# [The problem]
Copy each line of the records below verbatim, keeping their order and line breaks.

────────

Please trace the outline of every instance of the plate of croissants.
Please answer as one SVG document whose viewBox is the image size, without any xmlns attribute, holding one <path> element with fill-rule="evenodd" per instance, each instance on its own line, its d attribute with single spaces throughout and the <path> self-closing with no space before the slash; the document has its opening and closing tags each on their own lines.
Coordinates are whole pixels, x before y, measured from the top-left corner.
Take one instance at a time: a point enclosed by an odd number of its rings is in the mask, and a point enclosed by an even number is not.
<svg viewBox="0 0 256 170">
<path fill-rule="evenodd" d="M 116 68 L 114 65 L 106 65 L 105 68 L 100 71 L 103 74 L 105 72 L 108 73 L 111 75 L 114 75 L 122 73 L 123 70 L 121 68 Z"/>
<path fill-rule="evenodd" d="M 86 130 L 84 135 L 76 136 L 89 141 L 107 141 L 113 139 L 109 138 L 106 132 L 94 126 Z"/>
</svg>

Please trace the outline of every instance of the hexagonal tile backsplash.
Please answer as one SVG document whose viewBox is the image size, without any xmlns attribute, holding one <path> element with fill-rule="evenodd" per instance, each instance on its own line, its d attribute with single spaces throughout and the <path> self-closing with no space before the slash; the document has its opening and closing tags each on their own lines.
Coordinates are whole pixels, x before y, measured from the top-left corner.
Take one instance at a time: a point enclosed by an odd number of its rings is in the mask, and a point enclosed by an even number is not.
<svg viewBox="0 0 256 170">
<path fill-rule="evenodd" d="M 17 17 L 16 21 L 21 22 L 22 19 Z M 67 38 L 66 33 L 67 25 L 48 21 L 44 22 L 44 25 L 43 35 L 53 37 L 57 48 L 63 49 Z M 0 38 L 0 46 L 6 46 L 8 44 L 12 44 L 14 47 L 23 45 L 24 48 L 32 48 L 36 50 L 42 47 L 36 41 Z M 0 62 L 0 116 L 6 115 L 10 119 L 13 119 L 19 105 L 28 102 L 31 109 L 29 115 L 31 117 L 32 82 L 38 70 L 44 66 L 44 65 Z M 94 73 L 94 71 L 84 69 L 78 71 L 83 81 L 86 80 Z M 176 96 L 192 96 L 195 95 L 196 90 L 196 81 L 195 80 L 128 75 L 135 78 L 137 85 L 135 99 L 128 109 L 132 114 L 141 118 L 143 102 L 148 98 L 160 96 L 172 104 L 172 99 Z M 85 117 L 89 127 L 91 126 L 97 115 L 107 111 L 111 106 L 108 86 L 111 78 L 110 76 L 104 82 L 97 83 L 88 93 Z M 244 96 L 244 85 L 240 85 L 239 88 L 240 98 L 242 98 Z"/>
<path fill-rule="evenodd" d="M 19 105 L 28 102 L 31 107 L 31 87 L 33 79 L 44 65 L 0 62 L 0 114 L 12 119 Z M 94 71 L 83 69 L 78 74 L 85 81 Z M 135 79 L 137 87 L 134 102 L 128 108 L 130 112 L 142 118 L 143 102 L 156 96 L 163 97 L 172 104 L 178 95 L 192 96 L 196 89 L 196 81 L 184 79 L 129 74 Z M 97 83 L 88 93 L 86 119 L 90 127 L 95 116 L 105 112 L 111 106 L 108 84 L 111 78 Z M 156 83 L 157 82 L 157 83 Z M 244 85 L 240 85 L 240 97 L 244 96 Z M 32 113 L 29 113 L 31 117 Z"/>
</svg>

────────

# [Exercise result]
Please trace the outline of every instance of the plate of croissants.
Please answer as one SVG document whose viewBox is the image size, without any xmlns attribute, holding one <path> element with fill-rule="evenodd" per instance, each instance on its own line, its d attribute with single spaces throughout and the <path> self-closing with no space before the slash; the document has its opening and closing tags each on their own lines.
Coordinates are whole pixels, x before y, measured from the top-left corner.
Take one instance at a time: a point enclosed by an odd number of its rings is in the mask, and a point enclosed by an even number is not.
<svg viewBox="0 0 256 170">
<path fill-rule="evenodd" d="M 116 68 L 114 65 L 106 65 L 105 68 L 100 71 L 103 74 L 105 72 L 108 73 L 111 75 L 114 75 L 122 73 L 123 70 L 121 68 Z"/>
<path fill-rule="evenodd" d="M 86 130 L 84 135 L 76 136 L 89 141 L 107 141 L 113 139 L 109 138 L 106 132 L 94 126 Z"/>
</svg>

Please trace the outline of every instance of the hexagonal tile backsplash.
Please answer as one SVG document whose viewBox is the image size, without any xmlns attribute, holding one <path> element with fill-rule="evenodd" per instance, each instance on its own line, its d attribute with single spaces throughout and the <path> self-closing with no space before the slash; the document has its opening and closing tags each on their own lines.
Coordinates are whole pixels, x before y, measured from the top-left corner.
Take one instance at a time: a point enclosed by an odd number of its rings is in the mask, and a point enclosed by an even number is not.
<svg viewBox="0 0 256 170">
<path fill-rule="evenodd" d="M 17 17 L 16 21 L 21 22 L 22 19 Z M 67 38 L 66 33 L 67 25 L 48 21 L 44 22 L 44 25 L 43 35 L 53 37 L 57 48 L 63 49 Z M 0 38 L 0 46 L 6 46 L 8 44 L 12 44 L 14 47 L 23 45 L 24 48 L 32 48 L 36 50 L 42 47 L 36 41 Z M 0 62 L 0 116 L 6 115 L 10 119 L 13 119 L 19 105 L 28 102 L 31 109 L 29 115 L 31 117 L 32 82 L 38 70 L 44 66 L 44 65 Z M 94 73 L 94 71 L 84 69 L 78 71 L 83 81 L 86 80 Z M 176 96 L 192 96 L 195 95 L 196 90 L 196 81 L 195 80 L 128 75 L 135 78 L 137 85 L 135 99 L 128 109 L 132 114 L 141 118 L 143 102 L 148 98 L 160 96 L 172 104 L 172 99 Z M 85 117 L 89 127 L 91 126 L 97 115 L 107 111 L 111 106 L 108 86 L 111 78 L 110 76 L 104 82 L 97 83 L 88 93 Z M 244 96 L 244 85 L 240 85 L 239 88 L 240 98 L 242 98 Z"/>
<path fill-rule="evenodd" d="M 19 105 L 28 102 L 31 107 L 31 87 L 33 79 L 44 65 L 0 62 L 0 114 L 12 119 Z M 94 71 L 83 69 L 78 74 L 85 81 Z M 135 79 L 137 87 L 134 102 L 128 108 L 130 112 L 142 118 L 143 102 L 156 96 L 163 97 L 172 104 L 178 95 L 192 96 L 196 89 L 196 81 L 184 79 L 129 74 Z M 97 83 L 88 93 L 86 119 L 90 127 L 95 116 L 105 112 L 111 106 L 108 84 L 111 78 Z M 156 83 L 157 82 L 157 83 Z M 244 85 L 240 85 L 240 97 L 244 96 Z M 32 113 L 29 113 L 31 117 Z"/>
</svg>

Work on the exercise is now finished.